Records from a data collection

::::

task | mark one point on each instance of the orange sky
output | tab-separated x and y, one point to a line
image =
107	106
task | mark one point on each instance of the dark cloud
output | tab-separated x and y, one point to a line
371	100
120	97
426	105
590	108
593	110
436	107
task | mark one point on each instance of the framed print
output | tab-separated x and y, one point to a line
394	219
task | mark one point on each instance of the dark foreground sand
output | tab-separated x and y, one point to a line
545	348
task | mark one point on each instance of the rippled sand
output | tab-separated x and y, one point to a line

::::

PROBLEM → Where a line above holds the string "task", copy that line.

RESULT FOR THIS EXERCISE →
task | mark one point on each instance of the orange sky
task | mark one point on each instance of the dark cloud
task | mark one point on each instance of the framed print
task | mark one point on each instance of the dark foreground sand
task | mark one point on each instance of the rippled sand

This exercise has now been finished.